What you have to do> Copy each of the records below line for line, without changing anything.

Data extract>
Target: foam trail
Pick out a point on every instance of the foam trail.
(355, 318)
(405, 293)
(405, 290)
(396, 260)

Correct result>
Target: foam trail
Pick out a point on every instance of the foam trail.
(355, 318)
(405, 293)
(405, 290)
(396, 260)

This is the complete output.